* DATASET EXTRACT *
═══

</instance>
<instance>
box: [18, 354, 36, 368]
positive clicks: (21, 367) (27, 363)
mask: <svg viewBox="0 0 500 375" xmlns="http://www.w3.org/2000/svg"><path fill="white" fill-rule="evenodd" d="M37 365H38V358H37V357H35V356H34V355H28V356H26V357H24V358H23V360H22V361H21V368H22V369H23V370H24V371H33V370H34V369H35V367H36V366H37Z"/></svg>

═══

* TASK INSTRUCTIONS *
Output every entry exactly.

* ANSWER SPACE *
</instance>
<instance>
box: [18, 354, 36, 368]
positive clicks: (21, 367) (27, 363)
mask: <svg viewBox="0 0 500 375" xmlns="http://www.w3.org/2000/svg"><path fill="white" fill-rule="evenodd" d="M37 365H38V358H37V357H35V356H34V355H28V356H26V357H24V358H23V360H22V361H21V368H22V369H23V370H24V371H33V370H34V369H35V367H36V366H37Z"/></svg>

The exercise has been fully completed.